• What you have to do:
Restate the entries below verbatim.

(Records from a dataset)
···
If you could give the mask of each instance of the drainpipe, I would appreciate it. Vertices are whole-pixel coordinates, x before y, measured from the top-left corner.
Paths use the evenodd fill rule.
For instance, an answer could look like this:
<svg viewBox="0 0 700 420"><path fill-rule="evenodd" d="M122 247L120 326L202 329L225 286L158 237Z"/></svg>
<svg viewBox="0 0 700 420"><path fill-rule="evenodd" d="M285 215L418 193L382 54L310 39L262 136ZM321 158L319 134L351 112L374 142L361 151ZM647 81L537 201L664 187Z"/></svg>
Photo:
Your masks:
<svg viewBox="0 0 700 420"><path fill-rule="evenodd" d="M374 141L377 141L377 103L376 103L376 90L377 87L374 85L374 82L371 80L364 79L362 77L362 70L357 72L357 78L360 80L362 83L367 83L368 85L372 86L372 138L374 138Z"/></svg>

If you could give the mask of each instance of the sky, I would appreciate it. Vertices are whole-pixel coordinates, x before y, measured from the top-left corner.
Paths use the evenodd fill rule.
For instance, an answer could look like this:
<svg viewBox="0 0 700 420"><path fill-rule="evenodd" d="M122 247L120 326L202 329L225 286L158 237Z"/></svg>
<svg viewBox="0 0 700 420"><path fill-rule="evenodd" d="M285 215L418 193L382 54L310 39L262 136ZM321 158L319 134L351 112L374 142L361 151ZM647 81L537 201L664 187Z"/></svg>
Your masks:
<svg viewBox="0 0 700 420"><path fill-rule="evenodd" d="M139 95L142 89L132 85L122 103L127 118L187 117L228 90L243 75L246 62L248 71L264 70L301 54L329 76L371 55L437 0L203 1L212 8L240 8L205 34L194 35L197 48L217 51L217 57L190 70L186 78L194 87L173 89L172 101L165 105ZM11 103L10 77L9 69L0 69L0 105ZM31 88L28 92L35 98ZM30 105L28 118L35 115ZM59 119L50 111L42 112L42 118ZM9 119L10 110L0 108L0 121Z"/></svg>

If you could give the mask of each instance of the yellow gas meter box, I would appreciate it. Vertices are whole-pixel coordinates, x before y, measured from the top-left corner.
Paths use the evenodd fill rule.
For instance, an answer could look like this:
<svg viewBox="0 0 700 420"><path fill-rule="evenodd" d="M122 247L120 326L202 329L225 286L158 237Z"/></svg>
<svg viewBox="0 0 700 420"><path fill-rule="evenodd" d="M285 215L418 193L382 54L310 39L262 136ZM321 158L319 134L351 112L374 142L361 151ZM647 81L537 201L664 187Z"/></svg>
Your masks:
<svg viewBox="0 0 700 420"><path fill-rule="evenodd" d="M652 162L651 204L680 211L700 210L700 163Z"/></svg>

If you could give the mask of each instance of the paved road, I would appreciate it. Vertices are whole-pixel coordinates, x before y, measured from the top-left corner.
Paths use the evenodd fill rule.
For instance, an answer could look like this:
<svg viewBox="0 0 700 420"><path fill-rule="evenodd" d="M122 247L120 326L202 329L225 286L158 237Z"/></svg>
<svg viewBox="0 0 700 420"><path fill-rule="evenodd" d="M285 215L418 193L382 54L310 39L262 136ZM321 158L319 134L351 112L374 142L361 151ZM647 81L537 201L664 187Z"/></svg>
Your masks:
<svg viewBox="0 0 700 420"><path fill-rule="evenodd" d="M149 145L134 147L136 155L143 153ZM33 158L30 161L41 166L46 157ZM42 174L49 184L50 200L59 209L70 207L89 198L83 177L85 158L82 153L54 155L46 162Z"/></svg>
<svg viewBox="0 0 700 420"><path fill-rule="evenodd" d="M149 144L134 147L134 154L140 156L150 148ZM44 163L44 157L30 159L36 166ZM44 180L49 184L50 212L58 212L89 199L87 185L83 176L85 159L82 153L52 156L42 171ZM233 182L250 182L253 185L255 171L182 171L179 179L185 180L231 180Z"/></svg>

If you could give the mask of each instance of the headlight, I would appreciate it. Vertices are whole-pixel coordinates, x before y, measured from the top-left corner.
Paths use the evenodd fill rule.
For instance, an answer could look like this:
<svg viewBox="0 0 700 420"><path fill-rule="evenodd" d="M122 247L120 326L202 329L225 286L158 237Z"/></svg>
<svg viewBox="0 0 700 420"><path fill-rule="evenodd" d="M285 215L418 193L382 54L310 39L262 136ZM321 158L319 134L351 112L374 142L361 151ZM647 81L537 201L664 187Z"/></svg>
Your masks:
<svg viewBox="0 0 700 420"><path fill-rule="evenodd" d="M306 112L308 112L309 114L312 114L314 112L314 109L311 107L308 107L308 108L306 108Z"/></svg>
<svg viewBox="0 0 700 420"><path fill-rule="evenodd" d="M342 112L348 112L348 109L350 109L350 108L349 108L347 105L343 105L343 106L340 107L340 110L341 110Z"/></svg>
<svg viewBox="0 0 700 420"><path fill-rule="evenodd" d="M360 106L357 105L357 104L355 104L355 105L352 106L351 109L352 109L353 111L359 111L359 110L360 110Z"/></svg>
···
• Solved problem:
If you could give the mask of each instance of the drainpipe, I would appreciate it. Vertices are whole-pixel coordinates, x before y, measured from the top-left corner.
Paths use the evenodd fill rule.
For instance, an answer could look like this:
<svg viewBox="0 0 700 420"><path fill-rule="evenodd" d="M122 247L120 326L202 329L225 286L158 237Z"/></svg>
<svg viewBox="0 0 700 420"><path fill-rule="evenodd" d="M285 215L418 193L382 54L310 39L262 136ZM321 158L319 134L351 112L374 142L361 151ZM647 81L537 201L664 187Z"/></svg>
Photo:
Your masks:
<svg viewBox="0 0 700 420"><path fill-rule="evenodd" d="M374 141L377 141L377 103L376 103L376 90L377 87L374 85L374 82L371 80L364 79L362 77L362 70L357 72L357 78L360 80L362 83L367 83L368 85L372 86L372 138L374 138Z"/></svg>

If you could give the mask of each instance of the sky, I would appreciate it. Vertices are whole-pixel coordinates, x before y, measured from the top-left corner.
Paths use the evenodd fill rule.
For instance, an answer could look like this:
<svg viewBox="0 0 700 420"><path fill-rule="evenodd" d="M122 247L120 326L202 329L225 286L158 237Z"/></svg>
<svg viewBox="0 0 700 420"><path fill-rule="evenodd" d="M285 215L418 193L382 54L310 39L262 136ZM321 158L319 134L351 112L374 142L361 151ZM647 81L537 201L664 187Z"/></svg>
Your masks:
<svg viewBox="0 0 700 420"><path fill-rule="evenodd" d="M139 95L142 89L132 85L122 103L127 118L187 117L228 90L243 75L246 62L248 71L264 70L301 54L329 76L371 55L437 0L203 1L212 8L240 8L205 34L194 35L197 48L217 51L217 57L190 70L186 78L194 87L173 89L172 101L165 105ZM11 103L10 77L9 69L0 69L0 105ZM31 88L28 92L35 98ZM30 105L28 118L35 115ZM59 119L50 111L42 112L42 118ZM9 119L10 110L0 108L0 121Z"/></svg>

If you could give the mask of each instance of the yellow gas meter box, I would appreciate it. Vertices are whole-pixel coordinates, x before y, measured from the top-left corner.
Paths use the evenodd fill rule.
For instance, an answer could look like this:
<svg viewBox="0 0 700 420"><path fill-rule="evenodd" d="M122 247L120 326L202 329L225 286L158 237Z"/></svg>
<svg viewBox="0 0 700 420"><path fill-rule="evenodd" d="M285 215L418 193L382 54L310 39L262 136ZM321 158L319 134L351 112L374 142L361 151ZM647 81L537 201L664 187Z"/></svg>
Your masks:
<svg viewBox="0 0 700 420"><path fill-rule="evenodd" d="M652 162L651 204L680 211L700 210L700 163Z"/></svg>

If you could give the mask of each instance of the paved road, I would appreciate it. Vertices are whole-pixel coordinates, x before y, measured from the top-left corner.
Paths use the evenodd fill rule.
For instance, an answer could look like this:
<svg viewBox="0 0 700 420"><path fill-rule="evenodd" d="M122 247L120 326L202 329L225 286L158 237Z"/></svg>
<svg viewBox="0 0 700 420"><path fill-rule="evenodd" d="M285 215L418 193L382 54L310 39L262 136ZM321 158L319 134L351 112L374 142L361 151ZM647 81L537 201L664 187Z"/></svg>
Your masks:
<svg viewBox="0 0 700 420"><path fill-rule="evenodd" d="M149 145L134 147L136 155L143 153ZM33 158L30 161L41 166L46 157ZM42 174L49 184L50 200L59 209L70 207L89 198L83 177L85 158L82 153L54 155L46 162Z"/></svg>
<svg viewBox="0 0 700 420"><path fill-rule="evenodd" d="M149 144L134 147L134 154L140 156L150 148ZM44 163L44 157L30 159L36 166ZM44 180L49 184L50 212L58 212L89 199L87 185L83 176L85 159L82 153L52 156L42 171ZM233 182L250 182L253 185L255 171L182 171L179 179L185 180L231 180Z"/></svg>

If you could give the mask of each instance of the headlight, I would appreciate it. Vertices are whole-pixel coordinates, x before y, measured from the top-left corner.
Paths use the evenodd fill rule.
For instance, an answer could look like this:
<svg viewBox="0 0 700 420"><path fill-rule="evenodd" d="M122 247L120 326L202 329L225 286L158 237Z"/></svg>
<svg viewBox="0 0 700 420"><path fill-rule="evenodd" d="M285 215L418 193L382 54L310 39L262 136ZM321 158L319 134L351 112L374 142L361 151ZM647 81L537 201L664 187Z"/></svg>
Your masks:
<svg viewBox="0 0 700 420"><path fill-rule="evenodd" d="M306 112L308 112L309 114L312 114L314 112L314 109L311 107L308 107L308 108L306 108Z"/></svg>
<svg viewBox="0 0 700 420"><path fill-rule="evenodd" d="M342 112L348 112L348 109L350 109L350 108L349 108L347 105L343 105L343 106L340 107L340 110L341 110Z"/></svg>
<svg viewBox="0 0 700 420"><path fill-rule="evenodd" d="M360 106L357 105L357 104L355 104L355 105L352 106L351 109L352 109L353 111L359 111L359 110L360 110Z"/></svg>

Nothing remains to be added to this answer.